EXTRAIT CHOISI:
---

On a paru s’étonner de ce succès si prompt de La Fontaine dans ce monde de cour. Ceux qui, sur la foi de quelques anecdotes exagérées, se font de lui une sorte de rêveur toujours absent, ont raison de n’y rien comprendre : mais c’est que l’aimable poète n’était point ce qu’ils se figurent. Il avait, certes, ses distractions, ses ravissements intérieurs, son doux enthousiasme qui l’enlevait souvent loin des humains ; le jour où il faisait parler dame Belette et où il suivait Jeannot Lapin dans la rosée, ils lui semblaient plus intéressants tous deux à écouter qu’un cercle de beau monde ou même de brillants esprits. Mais quand La Fontaine n’était pas dans sa veine de composition, quand il était arrêté sous le charme auprès de quelqu’une de ces femmes spirituelles et belles qu’il a célébrées et qui savaient l’agacer avec grâce, quand il voulait plaire enfin, tenez pour assuré qu’il avait tout ce qu’il faut pour y réussir, au moins en causant. Et qui donc a mieux défini que lui la conversation parfaite, et tout ce qu’elle demande de sérieux ou de léger ?

……………………………………………
        Jusque-là qu’en votre entretien
La bagatelle a part : le monde n’en croit rien.
        Laissons le monde et sa croyance.
        La bagatelle, la science,
Les chimères, le rien, tout est bon ; je soutiens
        Qu’il faut de tout aux entretiens :
    C’est un parterre où Flore épand ses biens ;
Sur différentes fleurs l’abeille s’y repose,
        Et fait du miel de toute chose.

Ce qu’il disait là à Mme de La Sablière, il dut le pratiquer souvent, mais avec ceux qui lui plaisaient, et à ses heures. Voltaire, dans une lettre à Vauvenargues, rapportant le talent de La Fontaine à l’instinct, à condition que ce mot instinct fût synonyme de génie, ajoutait : « Le caractère de ce bonhomme était si simple, que dans la conversation il n’était guère au-dessus des animaux qu’il faisait parler… L’abeille est admirable, mais c’est dans sa ruche ; hors de là l’abeille n’est qu’une mouche. » On vient de voir, au contraire, que La Fontaine voulait qu’on fût abeille, même dans l’entretien.

---

Extraits de lignes d'annotation:

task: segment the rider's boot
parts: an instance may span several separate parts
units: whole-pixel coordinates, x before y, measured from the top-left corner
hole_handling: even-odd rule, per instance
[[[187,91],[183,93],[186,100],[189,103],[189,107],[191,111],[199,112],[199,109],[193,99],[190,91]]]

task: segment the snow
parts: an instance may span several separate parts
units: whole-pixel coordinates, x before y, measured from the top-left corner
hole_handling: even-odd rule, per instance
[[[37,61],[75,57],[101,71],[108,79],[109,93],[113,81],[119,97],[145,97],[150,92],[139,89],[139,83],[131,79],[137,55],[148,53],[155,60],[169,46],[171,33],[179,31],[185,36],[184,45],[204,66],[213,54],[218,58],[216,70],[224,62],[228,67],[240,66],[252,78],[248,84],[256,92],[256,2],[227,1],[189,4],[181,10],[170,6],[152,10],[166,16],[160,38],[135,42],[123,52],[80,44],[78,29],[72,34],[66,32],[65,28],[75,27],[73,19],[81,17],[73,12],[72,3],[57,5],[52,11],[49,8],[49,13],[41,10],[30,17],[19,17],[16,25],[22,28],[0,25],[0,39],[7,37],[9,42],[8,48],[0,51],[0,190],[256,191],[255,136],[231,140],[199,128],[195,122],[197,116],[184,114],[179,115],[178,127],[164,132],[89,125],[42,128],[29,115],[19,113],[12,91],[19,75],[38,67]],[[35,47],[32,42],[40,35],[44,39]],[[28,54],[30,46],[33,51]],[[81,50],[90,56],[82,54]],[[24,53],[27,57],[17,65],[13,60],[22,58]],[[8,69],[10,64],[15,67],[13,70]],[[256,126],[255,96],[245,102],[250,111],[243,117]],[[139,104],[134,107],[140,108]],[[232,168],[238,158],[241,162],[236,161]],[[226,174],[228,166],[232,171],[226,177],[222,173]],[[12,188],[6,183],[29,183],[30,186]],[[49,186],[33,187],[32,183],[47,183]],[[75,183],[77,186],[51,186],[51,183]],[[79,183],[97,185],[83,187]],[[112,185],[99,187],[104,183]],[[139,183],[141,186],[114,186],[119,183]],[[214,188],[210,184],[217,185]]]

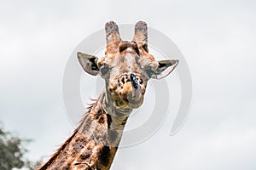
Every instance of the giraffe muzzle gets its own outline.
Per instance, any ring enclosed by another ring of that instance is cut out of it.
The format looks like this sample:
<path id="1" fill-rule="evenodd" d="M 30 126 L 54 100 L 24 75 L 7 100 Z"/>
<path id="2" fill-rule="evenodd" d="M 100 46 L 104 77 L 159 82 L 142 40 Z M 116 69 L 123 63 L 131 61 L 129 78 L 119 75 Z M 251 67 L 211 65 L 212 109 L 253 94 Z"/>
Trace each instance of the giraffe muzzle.
<path id="1" fill-rule="evenodd" d="M 140 83 L 136 77 L 136 75 L 133 73 L 131 73 L 130 75 L 130 79 L 131 79 L 131 83 L 132 86 L 132 95 L 131 95 L 131 99 L 134 101 L 137 101 L 140 99 L 142 96 L 142 88 L 140 86 Z"/>

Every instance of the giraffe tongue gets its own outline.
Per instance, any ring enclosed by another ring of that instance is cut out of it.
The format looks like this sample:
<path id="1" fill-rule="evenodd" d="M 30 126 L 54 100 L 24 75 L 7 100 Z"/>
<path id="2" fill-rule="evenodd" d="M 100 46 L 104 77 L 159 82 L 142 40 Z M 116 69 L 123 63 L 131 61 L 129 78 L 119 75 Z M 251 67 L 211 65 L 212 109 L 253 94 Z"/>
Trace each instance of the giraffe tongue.
<path id="1" fill-rule="evenodd" d="M 136 76 L 131 73 L 131 82 L 132 85 L 132 96 L 131 96 L 131 99 L 137 101 L 140 99 L 141 96 L 142 96 L 142 88 L 141 86 L 139 84 L 139 82 L 137 82 L 137 79 L 136 77 Z"/>
<path id="2" fill-rule="evenodd" d="M 137 88 L 132 88 L 132 100 L 138 101 L 142 96 L 142 88 L 138 85 Z"/>

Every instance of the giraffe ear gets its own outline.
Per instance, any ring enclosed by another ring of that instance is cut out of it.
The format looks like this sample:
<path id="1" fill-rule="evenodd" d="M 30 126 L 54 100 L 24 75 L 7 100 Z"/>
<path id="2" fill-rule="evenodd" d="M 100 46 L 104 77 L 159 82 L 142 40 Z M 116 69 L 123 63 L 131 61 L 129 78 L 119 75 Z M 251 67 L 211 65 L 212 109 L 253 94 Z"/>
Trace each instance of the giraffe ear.
<path id="1" fill-rule="evenodd" d="M 96 76 L 99 73 L 97 57 L 79 52 L 78 58 L 84 71 L 85 71 L 87 73 L 92 76 Z"/>
<path id="2" fill-rule="evenodd" d="M 160 60 L 158 61 L 158 67 L 153 72 L 151 78 L 161 79 L 168 76 L 177 65 L 177 60 Z"/>

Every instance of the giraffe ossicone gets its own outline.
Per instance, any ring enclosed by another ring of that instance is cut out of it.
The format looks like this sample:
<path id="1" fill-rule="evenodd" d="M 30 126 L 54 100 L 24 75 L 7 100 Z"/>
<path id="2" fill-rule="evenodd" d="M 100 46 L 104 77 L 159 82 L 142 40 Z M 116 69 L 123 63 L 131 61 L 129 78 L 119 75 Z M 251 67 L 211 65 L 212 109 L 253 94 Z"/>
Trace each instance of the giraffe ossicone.
<path id="1" fill-rule="evenodd" d="M 143 102 L 150 78 L 169 75 L 178 60 L 156 61 L 148 48 L 148 28 L 143 21 L 135 26 L 132 41 L 123 41 L 113 21 L 105 25 L 107 48 L 98 58 L 78 52 L 84 71 L 100 75 L 106 87 L 90 105 L 73 133 L 38 169 L 108 170 L 133 109 Z"/>

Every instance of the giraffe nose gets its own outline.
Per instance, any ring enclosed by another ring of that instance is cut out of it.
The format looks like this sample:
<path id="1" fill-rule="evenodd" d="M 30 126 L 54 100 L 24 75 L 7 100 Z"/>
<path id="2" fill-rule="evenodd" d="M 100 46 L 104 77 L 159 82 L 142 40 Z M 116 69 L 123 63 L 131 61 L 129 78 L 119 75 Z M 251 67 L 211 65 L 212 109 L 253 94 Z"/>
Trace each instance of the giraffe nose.
<path id="1" fill-rule="evenodd" d="M 133 100 L 139 100 L 142 96 L 142 88 L 139 84 L 138 79 L 136 77 L 136 75 L 133 73 L 131 73 L 130 75 L 130 80 L 132 86 L 132 93 L 131 93 L 131 99 Z"/>
<path id="2" fill-rule="evenodd" d="M 136 77 L 135 74 L 131 73 L 130 80 L 131 80 L 132 87 L 135 89 L 137 89 L 140 85 L 139 85 L 139 82 L 138 82 L 137 78 Z"/>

---

CONSIGNE 1:
D'après l'extrait sur La Fontaine, à qui le poète adressait-il ses vers sur les entretiens ?
CONSIGNE 2:
Relevez tout ce que les vers cités dans l'extrait sur La Fontaine déclarent « bon » pour les entretiens.
CONSIGNE 3:
Résumez l'extrait sur La Fontaine en deux phrases.
Ces lignes proviennent d'une autre source que l'extrait.

RÉPONSE COMPLÈTE 1:
À Mme de La Sablière.

RÉPONSE COMPLÈTE 2:
La bagatelle, la science, les chimères, le rien.

RÉPONSE COMPLÈTE 3:
L'extrait soutient que La Fontaine, loin d'être un rêveur toujours absent, savait réussir à plaire en causant quand il le voulait. Il a lui-même défini dans des vers à Mme de La Sablière la conversation parfaite, qui demande de tout, comme l'abeille fait du miel de toute chose, à l'opposé de Voltaire, qui le jugeait guère au-dessus de ses animaux dans la conversation.